» WORKING DATA
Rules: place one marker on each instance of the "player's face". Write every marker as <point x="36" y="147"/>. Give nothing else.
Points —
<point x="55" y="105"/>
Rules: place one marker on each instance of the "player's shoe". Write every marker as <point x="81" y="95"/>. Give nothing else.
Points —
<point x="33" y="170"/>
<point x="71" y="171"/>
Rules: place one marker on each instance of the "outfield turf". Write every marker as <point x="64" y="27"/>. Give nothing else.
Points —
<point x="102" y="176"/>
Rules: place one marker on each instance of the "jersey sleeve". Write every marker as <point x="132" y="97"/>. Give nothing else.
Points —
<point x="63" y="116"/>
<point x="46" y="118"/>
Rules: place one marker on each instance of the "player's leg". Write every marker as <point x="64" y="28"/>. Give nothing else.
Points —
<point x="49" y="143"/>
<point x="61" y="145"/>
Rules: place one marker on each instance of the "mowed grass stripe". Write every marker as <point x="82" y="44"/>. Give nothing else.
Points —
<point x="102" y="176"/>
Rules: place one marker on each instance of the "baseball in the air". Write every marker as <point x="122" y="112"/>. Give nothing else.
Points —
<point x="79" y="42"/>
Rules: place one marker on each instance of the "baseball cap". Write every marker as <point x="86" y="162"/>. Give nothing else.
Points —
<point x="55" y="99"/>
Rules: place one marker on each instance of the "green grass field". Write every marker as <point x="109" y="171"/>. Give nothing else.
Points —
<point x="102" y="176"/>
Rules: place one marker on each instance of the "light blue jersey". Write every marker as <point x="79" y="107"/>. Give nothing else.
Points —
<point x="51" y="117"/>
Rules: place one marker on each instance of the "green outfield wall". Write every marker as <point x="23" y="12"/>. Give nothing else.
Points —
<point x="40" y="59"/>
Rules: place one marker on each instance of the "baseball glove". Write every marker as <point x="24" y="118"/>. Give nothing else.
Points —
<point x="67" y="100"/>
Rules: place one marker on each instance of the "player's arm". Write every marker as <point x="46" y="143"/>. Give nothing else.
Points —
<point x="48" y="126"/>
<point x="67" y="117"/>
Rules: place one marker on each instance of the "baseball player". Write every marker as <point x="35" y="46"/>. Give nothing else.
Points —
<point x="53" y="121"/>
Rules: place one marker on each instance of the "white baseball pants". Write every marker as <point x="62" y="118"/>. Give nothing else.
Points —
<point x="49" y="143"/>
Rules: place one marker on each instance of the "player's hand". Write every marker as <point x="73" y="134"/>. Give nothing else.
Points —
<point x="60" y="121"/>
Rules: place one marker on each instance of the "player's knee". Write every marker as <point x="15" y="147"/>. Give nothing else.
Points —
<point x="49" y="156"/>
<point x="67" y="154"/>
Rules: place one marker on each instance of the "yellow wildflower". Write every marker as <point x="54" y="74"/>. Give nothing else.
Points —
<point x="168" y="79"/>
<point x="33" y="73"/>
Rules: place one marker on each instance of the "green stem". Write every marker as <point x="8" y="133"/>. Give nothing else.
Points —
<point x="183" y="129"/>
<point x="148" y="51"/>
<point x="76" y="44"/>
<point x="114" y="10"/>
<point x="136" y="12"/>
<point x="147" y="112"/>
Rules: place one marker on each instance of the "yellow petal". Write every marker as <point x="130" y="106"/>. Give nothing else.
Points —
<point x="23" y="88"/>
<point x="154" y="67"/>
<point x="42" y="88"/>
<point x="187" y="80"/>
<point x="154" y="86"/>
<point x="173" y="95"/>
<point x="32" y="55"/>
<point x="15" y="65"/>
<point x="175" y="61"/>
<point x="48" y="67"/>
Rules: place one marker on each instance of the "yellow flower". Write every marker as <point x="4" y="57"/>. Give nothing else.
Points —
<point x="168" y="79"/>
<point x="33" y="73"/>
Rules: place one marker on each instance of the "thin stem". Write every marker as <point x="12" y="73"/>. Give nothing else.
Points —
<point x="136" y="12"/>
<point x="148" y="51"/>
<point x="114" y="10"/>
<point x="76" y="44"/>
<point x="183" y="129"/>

» THE PROBLEM
An exact transcription of all the entries is needed.

» FINISHED EXERCISE
Rules: place one marker on each instance of the "player's face". Write every marker as <point x="36" y="147"/>. Give nothing else.
Points —
<point x="55" y="105"/>
Rules: place one marker on each instance of the "player's shoe". Write every marker as <point x="81" y="95"/>. Give nothing else.
Points —
<point x="33" y="170"/>
<point x="71" y="171"/>
Rules: place one marker on each instance of the "outfield turf". Write every marker as <point x="64" y="27"/>. Give nothing else.
Points —
<point x="102" y="176"/>
Rules: place one marker on each instance of the "jersey sleeve". Write every marker as <point x="132" y="97"/>. Give nothing else.
Points —
<point x="63" y="116"/>
<point x="46" y="118"/>
Rules: place one marker on each instance of the "player's leg". Write every marker as <point x="64" y="28"/>. Give nothing else.
Points —
<point x="49" y="143"/>
<point x="61" y="145"/>
Rules: place one marker on each instance of the "mowed grass stripe". Write every marker as <point x="82" y="44"/>. Give nothing else.
Points —
<point x="102" y="176"/>
Rules: place one marker on each instance of the "baseball in the air". Write every marker as <point x="122" y="112"/>. Give nothing else.
Points —
<point x="79" y="42"/>
Rules: place one marker on each instance of the "baseball cap". Write every marker as <point x="86" y="162"/>. Give nothing else.
Points —
<point x="55" y="99"/>
Rules: place one marker on each instance of the "green grass field". Write every marker as <point x="109" y="171"/>. Give nothing else.
Points —
<point x="102" y="176"/>
Rules: place one marker on each instance of the "light blue jersey". Write every marker as <point x="79" y="107"/>. Give nothing else.
Points —
<point x="51" y="117"/>
Rules: place one marker on each instance of the "green outfield wall". Write every marker as <point x="23" y="12"/>. Give nothing else.
Points —
<point x="40" y="59"/>
Rules: place one marker on each instance of the "baseball glove". Write every marker as <point x="24" y="118"/>. Give nothing else.
Points —
<point x="67" y="100"/>
Rules: place one marker on each instance of the "player's arm". Write every marker as <point x="46" y="143"/>. Give nothing else.
Points —
<point x="48" y="126"/>
<point x="67" y="117"/>
Rules: place one marker on each instance of the "baseball player". Write every marker as <point x="35" y="46"/>. Give nothing else.
Points —
<point x="53" y="121"/>
Rules: place one marker on each instance of the "white baseball pants". Write every marker as <point x="62" y="118"/>. Give nothing else.
Points —
<point x="49" y="143"/>
Rules: place one marker on each instance of the "player's hand". Write every marker as <point x="73" y="134"/>. Give nothing else.
Points —
<point x="60" y="121"/>
Rules: place one marker on each instance of the "player's knee". Write every marker as <point x="15" y="147"/>. Give nothing else.
Points —
<point x="49" y="156"/>
<point x="67" y="154"/>
Rules: place one marker on each instance of the "yellow wildflower". Write every marker as <point x="54" y="74"/>. Give nothing else.
Points —
<point x="168" y="79"/>
<point x="33" y="73"/>
Rules: place one marker on each instance of the "green stem". Write every marker as <point x="8" y="133"/>. Give nothing else.
Points —
<point x="183" y="129"/>
<point x="148" y="51"/>
<point x="76" y="44"/>
<point x="114" y="10"/>
<point x="136" y="12"/>
<point x="147" y="112"/>
Rules: place one marker on each instance of the "yellow petal". Write every marker as <point x="130" y="106"/>. Give nothing else.
Points —
<point x="23" y="88"/>
<point x="154" y="67"/>
<point x="42" y="88"/>
<point x="187" y="80"/>
<point x="154" y="86"/>
<point x="173" y="95"/>
<point x="32" y="55"/>
<point x="15" y="65"/>
<point x="175" y="61"/>
<point x="48" y="67"/>
Rules: place one marker on each instance of the "yellow flower". Write every marker as <point x="4" y="57"/>. Give nothing else.
Points —
<point x="168" y="79"/>
<point x="33" y="73"/>
Rules: place one marker on each instance of the "thin stem". Write every marker as <point x="12" y="73"/>. Give nothing else.
Points —
<point x="136" y="12"/>
<point x="148" y="51"/>
<point x="114" y="10"/>
<point x="76" y="44"/>
<point x="183" y="129"/>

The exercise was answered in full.